* start *

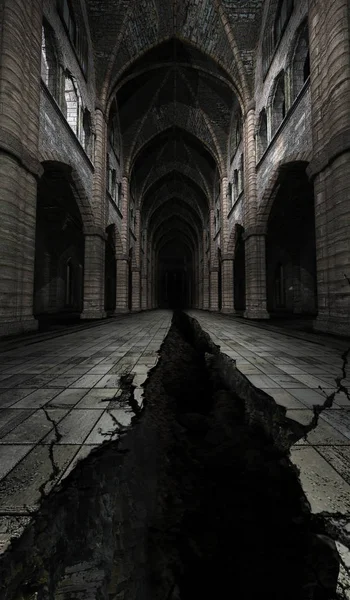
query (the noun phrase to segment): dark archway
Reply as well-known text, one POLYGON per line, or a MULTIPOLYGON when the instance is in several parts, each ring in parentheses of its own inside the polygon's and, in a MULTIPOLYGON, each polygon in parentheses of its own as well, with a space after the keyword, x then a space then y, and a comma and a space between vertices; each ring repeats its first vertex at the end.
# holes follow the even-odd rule
POLYGON ((128 274, 128 309, 132 310, 132 255, 133 249, 129 250, 129 274, 128 274))
POLYGON ((218 309, 222 309, 222 263, 220 248, 218 249, 218 309))
POLYGON ((178 240, 164 245, 158 258, 158 305, 174 310, 189 308, 193 294, 192 256, 178 240))
POLYGON ((305 169, 281 168, 268 220, 267 298, 275 315, 317 313, 314 196, 305 169))
POLYGON ((117 261, 115 249, 115 225, 106 229, 105 250, 105 311, 113 312, 116 307, 117 261))
POLYGON ((245 242, 244 228, 236 225, 236 247, 233 261, 234 307, 236 311, 244 312, 245 302, 245 242))
POLYGON ((83 222, 70 167, 46 163, 38 183, 34 315, 44 325, 83 309, 83 222), (50 317, 50 318, 49 318, 50 317))

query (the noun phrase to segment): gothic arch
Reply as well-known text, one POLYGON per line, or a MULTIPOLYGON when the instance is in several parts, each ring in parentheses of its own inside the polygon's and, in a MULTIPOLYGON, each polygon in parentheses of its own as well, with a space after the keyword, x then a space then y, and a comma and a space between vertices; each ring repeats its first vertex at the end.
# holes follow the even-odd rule
POLYGON ((276 184, 278 178, 280 176, 281 169, 288 168, 293 163, 304 163, 305 166, 310 162, 311 156, 309 152, 300 152, 294 154, 292 156, 288 156, 283 158, 273 170, 273 173, 269 179, 269 182, 265 188, 264 194, 262 196, 259 209, 258 209, 258 223, 259 226, 262 227, 263 232, 267 232, 267 223, 269 219, 269 215, 271 212, 271 208, 274 201, 274 192, 276 188, 276 184))

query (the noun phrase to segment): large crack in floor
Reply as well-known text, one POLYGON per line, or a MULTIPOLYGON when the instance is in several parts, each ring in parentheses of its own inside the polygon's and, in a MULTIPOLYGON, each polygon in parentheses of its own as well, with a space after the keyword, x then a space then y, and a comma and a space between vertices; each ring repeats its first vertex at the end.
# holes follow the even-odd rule
MULTIPOLYGON (((142 409, 128 374, 109 409, 123 406, 130 426, 112 419, 118 439, 108 432, 42 494, 3 555, 1 600, 345 598, 334 542, 348 543, 344 516, 311 514, 289 458, 321 408, 308 426, 286 418, 182 313, 142 409)), ((52 456, 59 435, 55 425, 52 456)))

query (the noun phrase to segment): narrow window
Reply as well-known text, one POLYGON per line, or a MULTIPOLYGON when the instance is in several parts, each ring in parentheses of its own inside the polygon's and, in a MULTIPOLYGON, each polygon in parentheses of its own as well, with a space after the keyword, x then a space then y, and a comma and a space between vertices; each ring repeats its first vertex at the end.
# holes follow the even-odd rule
POLYGON ((297 98, 310 76, 309 32, 304 26, 293 56, 293 100, 297 98))
POLYGON ((267 148, 267 114, 265 109, 260 113, 257 146, 259 161, 267 148))
POLYGON ((78 91, 75 87, 74 81, 70 75, 66 73, 65 76, 65 89, 64 89, 65 103, 66 103, 66 119, 73 129, 75 135, 79 134, 79 96, 78 91))
POLYGON ((284 92, 284 74, 282 74, 276 85, 276 91, 272 103, 272 134, 274 135, 286 116, 286 97, 284 92))
POLYGON ((46 23, 44 23, 42 27, 41 78, 55 100, 58 100, 59 67, 57 53, 53 32, 50 31, 50 28, 46 23))

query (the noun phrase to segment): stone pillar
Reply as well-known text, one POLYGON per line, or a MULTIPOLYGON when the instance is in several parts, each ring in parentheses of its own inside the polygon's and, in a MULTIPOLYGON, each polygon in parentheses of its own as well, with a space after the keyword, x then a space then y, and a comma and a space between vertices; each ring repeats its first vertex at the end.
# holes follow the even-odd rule
POLYGON ((116 313, 129 312, 128 306, 129 294, 129 260, 127 256, 117 258, 117 293, 116 293, 116 313))
POLYGON ((266 292, 266 240, 257 223, 255 103, 244 121, 244 212, 246 310, 248 319, 268 319, 266 292))
POLYGON ((266 239, 265 235, 247 231, 245 236, 246 256, 246 286, 249 285, 249 294, 246 294, 247 319, 268 319, 266 297, 266 239), (248 283, 249 282, 249 283, 248 283))
POLYGON ((234 312, 233 256, 223 255, 222 260, 222 312, 234 312))
POLYGON ((0 10, 0 335, 37 328, 33 317, 42 0, 0 10))
POLYGON ((209 265, 207 255, 207 233, 203 231, 203 310, 209 310, 210 293, 209 293, 209 265))
POLYGON ((106 250, 106 154, 107 123, 100 108, 95 111, 96 140, 94 145, 94 179, 92 208, 94 226, 84 224, 84 299, 82 319, 102 319, 106 316, 105 250, 106 250))
POLYGON ((209 285, 209 296, 210 305, 209 310, 219 310, 219 268, 217 266, 217 247, 214 240, 215 227, 214 227, 214 207, 210 209, 209 213, 209 226, 210 226, 210 285, 209 285))
POLYGON ((318 317, 350 335, 350 36, 347 0, 309 8, 318 317))
POLYGON ((233 313, 234 302, 233 302, 233 256, 227 256, 225 249, 229 241, 229 222, 227 215, 230 211, 230 204, 228 200, 228 179, 223 177, 221 180, 221 248, 222 253, 222 271, 221 271, 221 285, 222 285, 222 312, 233 313))
POLYGON ((132 268, 132 312, 141 310, 141 271, 138 267, 132 268))
POLYGON ((219 270, 218 267, 212 267, 210 270, 210 310, 219 310, 219 270))
POLYGON ((142 233, 142 259, 141 259, 141 310, 147 310, 148 308, 148 288, 147 288, 147 275, 148 275, 148 254, 147 254, 147 229, 143 229, 142 233))
POLYGON ((141 310, 141 214, 136 210, 134 265, 132 266, 132 312, 141 310))
POLYGON ((102 319, 106 316, 104 310, 105 245, 106 234, 103 231, 86 232, 82 319, 102 319))

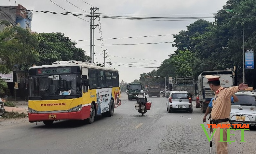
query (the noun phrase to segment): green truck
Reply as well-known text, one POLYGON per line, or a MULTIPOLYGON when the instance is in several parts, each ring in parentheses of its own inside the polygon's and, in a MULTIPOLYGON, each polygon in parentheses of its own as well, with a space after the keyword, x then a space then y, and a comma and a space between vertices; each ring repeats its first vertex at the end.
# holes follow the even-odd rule
POLYGON ((159 82, 150 83, 148 85, 148 96, 156 96, 160 97, 160 91, 161 85, 159 82))
POLYGON ((129 83, 126 86, 128 90, 128 100, 132 99, 137 99, 137 95, 140 94, 140 91, 143 90, 144 87, 141 83, 129 83))

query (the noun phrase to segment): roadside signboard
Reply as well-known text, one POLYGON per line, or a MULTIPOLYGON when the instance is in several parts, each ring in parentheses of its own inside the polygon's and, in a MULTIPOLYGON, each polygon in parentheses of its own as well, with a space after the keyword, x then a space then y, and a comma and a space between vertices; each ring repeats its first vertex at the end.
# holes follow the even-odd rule
POLYGON ((248 49, 246 50, 245 59, 245 68, 254 69, 253 49, 248 49))
POLYGON ((14 89, 19 89, 19 84, 18 83, 15 82, 14 83, 14 89))

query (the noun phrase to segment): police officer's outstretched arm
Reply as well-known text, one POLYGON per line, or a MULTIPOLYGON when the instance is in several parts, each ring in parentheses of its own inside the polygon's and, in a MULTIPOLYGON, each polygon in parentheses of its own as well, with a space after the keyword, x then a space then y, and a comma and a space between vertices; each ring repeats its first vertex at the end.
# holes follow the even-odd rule
POLYGON ((240 90, 245 89, 249 87, 248 84, 246 84, 243 83, 240 84, 238 86, 230 87, 225 90, 225 92, 223 96, 225 97, 231 97, 234 94, 240 90))

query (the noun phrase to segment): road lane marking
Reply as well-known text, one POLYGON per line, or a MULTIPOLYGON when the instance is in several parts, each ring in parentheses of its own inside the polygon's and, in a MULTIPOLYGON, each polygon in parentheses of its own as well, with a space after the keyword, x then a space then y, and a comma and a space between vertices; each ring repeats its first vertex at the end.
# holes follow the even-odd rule
POLYGON ((138 125, 137 125, 137 126, 136 126, 136 127, 135 127, 135 128, 138 128, 139 127, 140 127, 142 125, 142 124, 143 124, 143 123, 140 123, 138 125))

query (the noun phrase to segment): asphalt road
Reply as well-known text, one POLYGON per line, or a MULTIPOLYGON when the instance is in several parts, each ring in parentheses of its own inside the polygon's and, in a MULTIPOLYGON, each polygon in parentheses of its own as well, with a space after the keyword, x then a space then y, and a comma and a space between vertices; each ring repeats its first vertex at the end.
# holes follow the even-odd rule
MULTIPOLYGON (((62 120, 47 127, 26 119, 0 123, 0 153, 209 153, 209 142, 199 124, 204 113, 195 101, 192 114, 168 113, 167 98, 148 98, 151 109, 142 117, 135 109, 136 100, 128 100, 125 93, 121 98, 113 117, 99 116, 92 124, 62 120)), ((229 153, 255 153, 255 129, 245 131, 245 142, 240 142, 241 131, 231 132, 235 135, 230 140, 236 141, 229 144, 229 153)))

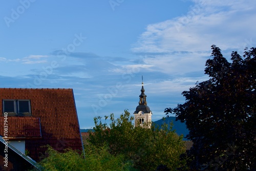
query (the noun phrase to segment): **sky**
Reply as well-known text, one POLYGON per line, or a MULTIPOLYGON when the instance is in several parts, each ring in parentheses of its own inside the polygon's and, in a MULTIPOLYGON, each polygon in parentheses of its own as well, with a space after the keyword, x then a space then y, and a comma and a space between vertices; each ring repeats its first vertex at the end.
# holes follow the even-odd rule
POLYGON ((216 45, 256 46, 255 0, 1 2, 1 88, 73 89, 81 129, 138 105, 152 120, 185 102, 216 45))

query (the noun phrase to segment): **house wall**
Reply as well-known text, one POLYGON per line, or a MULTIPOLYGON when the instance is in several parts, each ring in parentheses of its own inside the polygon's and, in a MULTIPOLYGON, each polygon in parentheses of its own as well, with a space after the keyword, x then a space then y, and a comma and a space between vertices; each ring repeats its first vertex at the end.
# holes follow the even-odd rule
MULTIPOLYGON (((2 113, 3 99, 30 100, 31 115, 17 117, 26 120, 28 117, 39 118, 41 138, 30 137, 26 139, 25 143, 29 156, 34 160, 38 161, 44 157, 42 155, 47 149, 47 145, 59 152, 68 148, 82 151, 72 89, 0 89, 0 109, 2 113)), ((3 116, 2 113, 2 117, 3 116)), ((23 135, 24 132, 21 132, 20 136, 31 137, 30 133, 34 130, 30 126, 18 127, 19 126, 14 122, 8 122, 8 127, 10 127, 11 125, 13 125, 12 127, 15 127, 13 130, 8 130, 8 136, 15 130, 19 129, 26 132, 26 135, 23 135)), ((0 135, 4 136, 4 127, 0 127, 0 135)))
POLYGON ((9 141, 8 143, 11 144, 12 146, 14 146, 16 148, 18 149, 19 151, 23 154, 25 154, 25 141, 18 140, 18 141, 9 141))

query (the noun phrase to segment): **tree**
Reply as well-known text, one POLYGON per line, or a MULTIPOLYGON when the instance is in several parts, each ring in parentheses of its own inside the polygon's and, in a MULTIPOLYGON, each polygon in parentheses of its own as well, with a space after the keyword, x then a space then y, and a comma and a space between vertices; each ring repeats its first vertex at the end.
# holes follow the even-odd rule
POLYGON ((211 47, 209 80, 184 91, 186 101, 165 112, 185 122, 194 142, 187 153, 190 170, 256 169, 256 49, 237 52, 231 62, 211 47))
POLYGON ((124 163, 123 157, 110 154, 106 145, 96 147, 88 143, 86 158, 81 153, 70 149, 60 153, 48 146, 48 157, 40 162, 44 170, 130 170, 131 164, 124 163))
POLYGON ((179 159, 185 152, 181 136, 167 125, 161 129, 135 127, 133 119, 127 110, 116 119, 111 114, 109 125, 100 117, 95 118, 94 132, 89 141, 97 147, 107 144, 110 154, 124 156, 139 170, 155 170, 160 165, 175 170, 184 164, 179 159))

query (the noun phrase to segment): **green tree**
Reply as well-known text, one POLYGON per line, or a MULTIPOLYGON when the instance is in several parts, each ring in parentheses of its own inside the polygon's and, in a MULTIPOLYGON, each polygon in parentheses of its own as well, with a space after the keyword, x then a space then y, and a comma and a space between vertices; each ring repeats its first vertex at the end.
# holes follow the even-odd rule
POLYGON ((89 141, 97 147, 108 144, 111 154, 124 156, 139 170, 155 170, 160 165, 175 170, 184 164, 179 159, 185 152, 181 136, 167 125, 161 129, 135 127, 133 119, 127 110, 116 119, 111 114, 109 125, 100 117, 95 118, 95 132, 89 141))
POLYGON ((189 131, 190 170, 255 170, 256 49, 245 49, 243 58, 232 52, 229 62, 211 47, 205 69, 209 80, 184 91, 185 103, 165 112, 189 131))
POLYGON ((48 157, 39 164, 44 170, 51 171, 129 171, 132 169, 131 163, 123 162, 123 156, 110 154, 106 145, 96 147, 87 143, 84 151, 86 158, 79 152, 68 149, 65 153, 60 153, 49 146, 48 157))

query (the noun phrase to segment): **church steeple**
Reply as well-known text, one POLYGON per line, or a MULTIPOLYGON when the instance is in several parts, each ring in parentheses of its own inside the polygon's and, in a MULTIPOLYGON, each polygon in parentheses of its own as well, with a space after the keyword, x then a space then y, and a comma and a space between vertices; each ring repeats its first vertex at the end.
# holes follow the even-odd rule
POLYGON ((139 105, 137 106, 136 110, 134 113, 135 119, 135 126, 141 125, 150 128, 152 113, 150 110, 150 107, 147 105, 146 100, 146 95, 144 93, 145 89, 143 86, 143 76, 142 78, 142 86, 140 90, 141 93, 139 96, 140 97, 139 105))
POLYGON ((141 90, 140 91, 141 93, 140 94, 140 101, 139 102, 139 104, 146 104, 146 95, 144 93, 145 92, 145 89, 144 89, 143 87, 143 76, 142 76, 142 87, 141 87, 141 90))

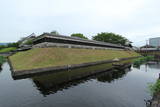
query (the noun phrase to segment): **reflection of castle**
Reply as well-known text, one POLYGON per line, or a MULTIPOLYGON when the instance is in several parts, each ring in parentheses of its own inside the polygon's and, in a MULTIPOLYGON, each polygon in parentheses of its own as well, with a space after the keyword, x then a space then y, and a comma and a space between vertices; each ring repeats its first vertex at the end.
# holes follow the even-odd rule
POLYGON ((128 66, 128 68, 125 68, 121 71, 110 70, 104 72, 106 66, 104 67, 102 67, 103 69, 101 69, 101 71, 94 70, 95 68, 100 69, 100 67, 97 66, 95 68, 89 67, 87 68, 87 70, 85 68, 80 68, 76 69, 76 71, 72 70, 67 72, 59 72, 39 77, 33 77, 32 80, 37 89, 41 92, 41 94, 45 96, 56 93, 59 90, 67 89, 71 86, 76 86, 78 84, 84 83, 88 79, 92 78, 97 78, 97 80, 101 82, 111 82, 115 79, 122 78, 131 68, 131 66, 128 66))

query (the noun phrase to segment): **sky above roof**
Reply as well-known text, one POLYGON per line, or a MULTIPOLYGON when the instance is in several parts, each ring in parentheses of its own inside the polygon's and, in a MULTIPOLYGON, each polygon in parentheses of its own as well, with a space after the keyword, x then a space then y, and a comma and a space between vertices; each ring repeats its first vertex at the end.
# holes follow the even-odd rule
POLYGON ((160 0, 0 0, 0 42, 35 33, 114 32, 144 45, 160 37, 160 0))

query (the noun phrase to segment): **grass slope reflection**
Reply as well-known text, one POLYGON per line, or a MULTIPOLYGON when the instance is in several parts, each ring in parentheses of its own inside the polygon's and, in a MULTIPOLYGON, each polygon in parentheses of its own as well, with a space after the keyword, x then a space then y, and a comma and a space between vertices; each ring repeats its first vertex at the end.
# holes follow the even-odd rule
POLYGON ((59 72, 55 74, 48 74, 38 77, 33 77, 32 80, 44 96, 56 93, 59 90, 67 89, 72 86, 84 83, 89 79, 96 79, 101 82, 111 82, 115 79, 122 78, 131 68, 128 64, 123 70, 111 69, 111 64, 103 64, 89 68, 81 68, 68 72, 59 72), (103 72, 102 72, 103 71, 103 72))

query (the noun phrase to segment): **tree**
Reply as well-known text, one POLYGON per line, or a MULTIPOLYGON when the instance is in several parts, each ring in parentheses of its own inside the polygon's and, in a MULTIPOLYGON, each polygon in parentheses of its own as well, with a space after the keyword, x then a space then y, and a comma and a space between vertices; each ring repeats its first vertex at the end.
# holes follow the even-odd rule
POLYGON ((93 36, 93 40, 103 41, 114 44, 126 45, 129 41, 127 38, 114 33, 102 32, 98 33, 96 36, 93 36))
POLYGON ((83 34, 81 33, 74 33, 71 35, 71 37, 78 37, 78 38, 83 38, 83 39, 88 39, 87 37, 85 37, 83 34))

* end *

STATED PROBLEM — Convert the part of the records that opens with the line containing "query (the noun phrase to segment): large" and closes with the line containing "MULTIPOLYGON (((142 409, 128", including both of those lines, into a CSV with the two columns text and answer. Give one row per record, with each field quoted and line breaks replaced by spaces, and cover only that part.

EXERCISE OUTPUT —
text,answer
"query (the noun phrase to segment): large crack in floor Reply as well-known text, one POLYGON per line, or a MULTIPOLYGON when the instance is in several parts, each ring in parentheses of its own inside the polygon's and, in a MULTIPOLYGON, each polygon in parentheses of its own as well, with a space after the keyword, x then a space then y, and a comma and a space between vertices; each ring repeats its first vertex at the end. # holes follow the even-odd rule","MULTIPOLYGON (((142 409, 128 374, 109 409, 123 406, 130 426, 112 419, 118 439, 108 432, 42 494, 3 555, 1 600, 345 598, 334 542, 348 543, 344 516, 311 514, 289 458, 321 408, 308 426, 286 418, 182 313, 142 409)), ((52 456, 59 435, 55 425, 52 456)))"